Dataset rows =
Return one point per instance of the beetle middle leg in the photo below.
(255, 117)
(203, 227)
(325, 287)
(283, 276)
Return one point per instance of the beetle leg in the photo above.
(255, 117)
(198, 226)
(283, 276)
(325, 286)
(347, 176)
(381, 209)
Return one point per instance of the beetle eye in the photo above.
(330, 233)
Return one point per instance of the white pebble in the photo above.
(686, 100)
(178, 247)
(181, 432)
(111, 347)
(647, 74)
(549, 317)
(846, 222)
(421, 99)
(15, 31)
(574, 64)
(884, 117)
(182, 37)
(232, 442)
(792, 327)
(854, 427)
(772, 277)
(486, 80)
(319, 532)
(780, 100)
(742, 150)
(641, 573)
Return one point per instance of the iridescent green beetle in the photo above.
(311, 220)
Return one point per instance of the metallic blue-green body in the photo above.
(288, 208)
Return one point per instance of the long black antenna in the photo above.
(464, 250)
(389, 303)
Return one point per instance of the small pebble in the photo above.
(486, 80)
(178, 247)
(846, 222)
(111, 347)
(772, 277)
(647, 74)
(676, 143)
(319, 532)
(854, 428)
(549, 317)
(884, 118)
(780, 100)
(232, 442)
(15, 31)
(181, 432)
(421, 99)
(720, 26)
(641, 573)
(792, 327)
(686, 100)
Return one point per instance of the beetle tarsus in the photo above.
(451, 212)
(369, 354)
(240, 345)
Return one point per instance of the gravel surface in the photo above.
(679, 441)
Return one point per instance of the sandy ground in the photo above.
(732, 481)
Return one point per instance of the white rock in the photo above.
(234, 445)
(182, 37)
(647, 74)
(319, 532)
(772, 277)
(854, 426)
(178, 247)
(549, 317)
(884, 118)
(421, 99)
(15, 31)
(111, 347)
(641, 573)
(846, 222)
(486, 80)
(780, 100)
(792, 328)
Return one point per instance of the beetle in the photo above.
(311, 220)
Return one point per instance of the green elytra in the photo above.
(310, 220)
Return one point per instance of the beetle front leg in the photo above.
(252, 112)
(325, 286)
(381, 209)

Requirement = Rewrite every item above, changing "instance" to "occurrence" wherever it occurs and leaving everything else untouched.

Solution for this task =
Return one point per occurrence of the beetle middle leg in the photo below.
(255, 117)
(203, 227)
(325, 287)
(283, 276)
Return one point per occurrence of the beetle leg in the photo above.
(255, 117)
(198, 226)
(283, 276)
(325, 286)
(347, 176)
(381, 209)
Return one point per occurrence of the beetle eye in the photo above.
(330, 233)
Return one point per occurrence of the white pebble in the photo above.
(686, 100)
(178, 247)
(181, 432)
(111, 347)
(647, 74)
(549, 317)
(846, 222)
(421, 99)
(15, 31)
(574, 64)
(884, 117)
(182, 37)
(232, 442)
(792, 327)
(854, 427)
(772, 277)
(486, 80)
(319, 532)
(780, 100)
(742, 150)
(641, 573)
Return one point per occurrence of the iridescent green beetle in the photo above.
(311, 220)
Return one point per occurrence of the metallic blue-green body in the photo above.
(288, 208)
Return one point per occurrence of the long black antenna in the photo above.
(464, 250)
(389, 303)
Return one point per occurrence of the small pebble in the photo above.
(486, 80)
(178, 247)
(846, 222)
(111, 347)
(772, 277)
(647, 74)
(676, 143)
(319, 532)
(854, 428)
(549, 317)
(884, 118)
(780, 100)
(232, 442)
(15, 31)
(181, 432)
(421, 99)
(720, 26)
(641, 573)
(792, 327)
(686, 100)
Return one point per occurrence of the beetle tarsus in the photo above.
(451, 212)
(369, 354)
(240, 345)
Return one point per occurrence of the gravel surface in the photo above.
(679, 441)
Return one point per occurrence of the sandy ground in the photo above.
(732, 481)
Return one point per occurrence of the white rock in the photo above.
(234, 445)
(182, 37)
(647, 74)
(319, 532)
(772, 277)
(854, 426)
(178, 247)
(549, 317)
(884, 118)
(421, 99)
(15, 31)
(111, 347)
(641, 573)
(846, 222)
(486, 80)
(780, 100)
(792, 328)
Return one point per occurrence of the beetle in the photo above.
(311, 220)
Return one point per occurrence of the green elytra in the photo above.
(310, 220)
Return one point per occurrence of the beetle front leg in the photo above.
(252, 112)
(325, 286)
(381, 209)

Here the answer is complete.